#### Extract to read:
----

APPEAL from the Circuit Court of Montgomery County; the Hon.
PAUL M. HICKMAN, Judge, presiding.
MR. JUSTICE EBERSPACHER DELIVERED THE OPINION OF THE COURT:
The defendant, Clifford A. Dyer, a/k/a Tony Dyer, was indicted on 11 counts, 8 counts of murder, 1 count of manslaughter, and 2 counts of concealment of a homicidal death. The State elected to prosecute the defendant on one count of murder and one count of concealment of a homicidal death. At the conclusion of defendant's trial the jury returned verdicts of not guilty of murder and guilty of concealment of a homicidal death. The circuit court of Montgomery County entered judgment thereon and sentenced the defendant to not less than 32 months' nor more than 8 years' imprisonment. The defendant perfected both an appeal and a petition for post-conviction relief from the entry of this judgment. After an "evidentiary" hearing the defendant's post-conviction petition was dismissed by the circuit court of Montgomery County. The defendant also appeals from the dismissal of his post-conviction petition. For purposes of review we have consolidated the defendant's direct appeal and the defendant's appeal from the dismissal of his post-conviction petition.
The first contention the defendant raises on his direct appeal is that the jury's verdict of guilty of concealment is inconsistent with the jury's verdict of not guilty of murder. He argues that the evidence on both offenses was so "intertwined" that the jury could not, without compromising, return such inconsistent verdicts.

----

#### Rows:
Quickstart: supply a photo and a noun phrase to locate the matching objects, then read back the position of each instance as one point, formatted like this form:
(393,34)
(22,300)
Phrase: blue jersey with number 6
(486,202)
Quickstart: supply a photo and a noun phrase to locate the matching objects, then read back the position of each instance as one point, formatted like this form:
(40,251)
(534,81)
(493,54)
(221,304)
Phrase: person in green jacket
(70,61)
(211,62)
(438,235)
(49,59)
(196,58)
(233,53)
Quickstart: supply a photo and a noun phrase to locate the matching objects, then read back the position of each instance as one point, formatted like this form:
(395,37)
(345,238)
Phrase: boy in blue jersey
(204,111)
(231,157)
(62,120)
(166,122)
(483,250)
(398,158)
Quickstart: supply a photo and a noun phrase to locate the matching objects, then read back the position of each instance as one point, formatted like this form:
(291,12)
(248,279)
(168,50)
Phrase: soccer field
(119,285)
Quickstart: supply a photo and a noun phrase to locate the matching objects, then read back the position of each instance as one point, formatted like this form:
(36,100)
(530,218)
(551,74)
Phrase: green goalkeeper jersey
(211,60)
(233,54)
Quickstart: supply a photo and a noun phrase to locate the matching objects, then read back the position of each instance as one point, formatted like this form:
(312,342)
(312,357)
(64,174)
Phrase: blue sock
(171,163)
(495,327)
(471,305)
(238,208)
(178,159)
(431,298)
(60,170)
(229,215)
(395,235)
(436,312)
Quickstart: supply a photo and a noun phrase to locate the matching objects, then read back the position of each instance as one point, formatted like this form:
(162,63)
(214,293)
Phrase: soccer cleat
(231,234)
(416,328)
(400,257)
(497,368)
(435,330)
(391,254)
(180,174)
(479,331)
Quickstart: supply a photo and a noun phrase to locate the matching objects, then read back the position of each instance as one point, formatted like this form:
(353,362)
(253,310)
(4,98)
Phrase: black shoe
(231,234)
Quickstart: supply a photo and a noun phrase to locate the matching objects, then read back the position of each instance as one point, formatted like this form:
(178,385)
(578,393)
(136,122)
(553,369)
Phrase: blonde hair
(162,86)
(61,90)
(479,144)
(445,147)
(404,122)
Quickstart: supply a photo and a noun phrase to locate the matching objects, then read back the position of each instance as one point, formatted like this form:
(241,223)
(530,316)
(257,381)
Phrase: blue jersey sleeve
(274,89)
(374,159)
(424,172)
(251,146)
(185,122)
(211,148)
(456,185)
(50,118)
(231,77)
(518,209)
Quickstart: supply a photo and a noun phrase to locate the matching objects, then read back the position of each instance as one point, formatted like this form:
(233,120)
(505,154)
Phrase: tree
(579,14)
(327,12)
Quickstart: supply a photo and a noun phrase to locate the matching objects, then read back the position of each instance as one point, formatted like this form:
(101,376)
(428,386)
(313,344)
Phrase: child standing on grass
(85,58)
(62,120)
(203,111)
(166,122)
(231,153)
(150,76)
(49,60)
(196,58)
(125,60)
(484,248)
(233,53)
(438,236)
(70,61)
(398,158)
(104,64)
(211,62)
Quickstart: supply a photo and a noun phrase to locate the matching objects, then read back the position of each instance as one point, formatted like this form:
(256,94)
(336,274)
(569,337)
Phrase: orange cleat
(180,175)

----

#### What to do:
**A)** From the court opinion, quote the passage that begins at the words "The first contention" and stops after "such inconsistent verdicts.".
**B)** What sentence did the circuit court impose on the defendant, according to the court opinion?

#### Expected results:
**A)**
The first contention the defendant raises on his direct appeal is that the jury's verdict of guilty of concealment is inconsistent with the jury's verdict of not guilty of murder. He argues that the evidence on both offenses was so "intertwined" that the jury could not, without compromising, return such inconsistent verdicts.

**B)** Not less than 32 months' nor more than 8 years' imprisonment.